● Work request
Take the data below and copy exactly the lines starting at the one with "of the mansard" and finishing at the one with "of the rectangular", both included.

● Referring expression data
::::

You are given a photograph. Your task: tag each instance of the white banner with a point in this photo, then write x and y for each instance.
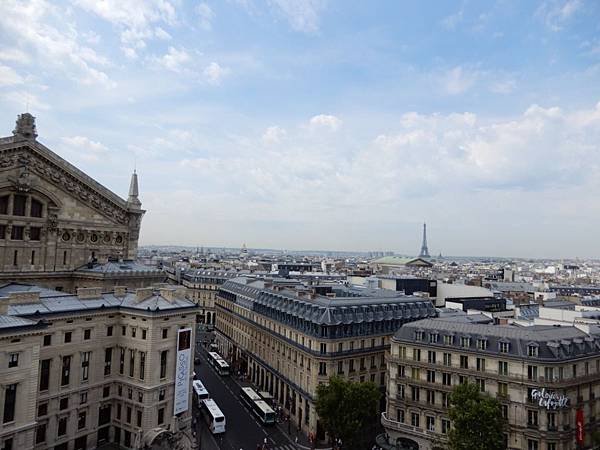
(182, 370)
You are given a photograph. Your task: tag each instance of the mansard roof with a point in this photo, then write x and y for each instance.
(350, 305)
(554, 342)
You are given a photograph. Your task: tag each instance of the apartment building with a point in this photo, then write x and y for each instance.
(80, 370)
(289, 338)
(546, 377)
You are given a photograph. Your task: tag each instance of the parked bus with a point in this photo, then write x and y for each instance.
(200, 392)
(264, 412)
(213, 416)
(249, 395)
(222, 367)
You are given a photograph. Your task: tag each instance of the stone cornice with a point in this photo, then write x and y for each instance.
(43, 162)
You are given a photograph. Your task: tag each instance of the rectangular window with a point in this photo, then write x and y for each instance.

::::

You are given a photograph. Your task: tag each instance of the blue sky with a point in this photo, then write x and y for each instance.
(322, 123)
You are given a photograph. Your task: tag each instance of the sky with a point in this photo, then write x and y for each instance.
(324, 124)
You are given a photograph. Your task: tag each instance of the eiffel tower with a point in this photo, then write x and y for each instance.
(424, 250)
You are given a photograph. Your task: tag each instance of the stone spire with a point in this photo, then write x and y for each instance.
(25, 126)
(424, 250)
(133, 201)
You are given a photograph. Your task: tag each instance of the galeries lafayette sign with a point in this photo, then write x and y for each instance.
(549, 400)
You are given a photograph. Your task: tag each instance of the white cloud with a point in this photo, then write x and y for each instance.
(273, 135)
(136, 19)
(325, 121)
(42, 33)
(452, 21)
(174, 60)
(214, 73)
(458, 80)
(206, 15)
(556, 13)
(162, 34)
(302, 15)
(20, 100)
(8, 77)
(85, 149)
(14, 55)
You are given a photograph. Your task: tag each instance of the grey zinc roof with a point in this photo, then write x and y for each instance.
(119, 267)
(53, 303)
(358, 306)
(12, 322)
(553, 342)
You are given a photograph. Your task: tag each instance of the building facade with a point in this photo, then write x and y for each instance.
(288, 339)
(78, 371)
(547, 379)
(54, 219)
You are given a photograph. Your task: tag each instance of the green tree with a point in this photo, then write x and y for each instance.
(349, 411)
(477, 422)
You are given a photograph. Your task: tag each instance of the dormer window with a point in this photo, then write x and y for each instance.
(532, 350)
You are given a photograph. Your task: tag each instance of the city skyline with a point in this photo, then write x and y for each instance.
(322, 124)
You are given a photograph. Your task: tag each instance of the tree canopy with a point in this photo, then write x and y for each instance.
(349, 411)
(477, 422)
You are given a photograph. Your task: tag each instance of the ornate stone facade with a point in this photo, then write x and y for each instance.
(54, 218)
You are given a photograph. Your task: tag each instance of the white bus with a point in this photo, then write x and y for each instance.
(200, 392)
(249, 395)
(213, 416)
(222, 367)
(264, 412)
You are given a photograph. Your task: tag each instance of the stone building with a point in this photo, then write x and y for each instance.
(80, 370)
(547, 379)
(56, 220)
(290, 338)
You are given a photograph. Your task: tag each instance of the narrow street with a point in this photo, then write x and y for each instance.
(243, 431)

::::

● Exercise answer
You are given a photograph. Your task: tag each instance of the mansard roof with a point in this photo, then write x and y for each instance.
(350, 305)
(554, 342)
You are given a photograph. Your task: tag each instance of the apartment building with a point in this photo, then write x and y for each instance.
(80, 370)
(289, 338)
(546, 377)
You are given a photograph. Your task: tag each instance of the parked bus with a point in this photo, then write x and y for each instance.
(200, 392)
(264, 412)
(213, 416)
(249, 395)
(222, 367)
You are given a photograph. Your task: tag each instance of the stone cornice with a point in this photo, then write x and y for each instance.
(43, 162)
You are given a photograph. Your task: tag each instance of the rectangular window with a point in this photo, then write x and y for each instance.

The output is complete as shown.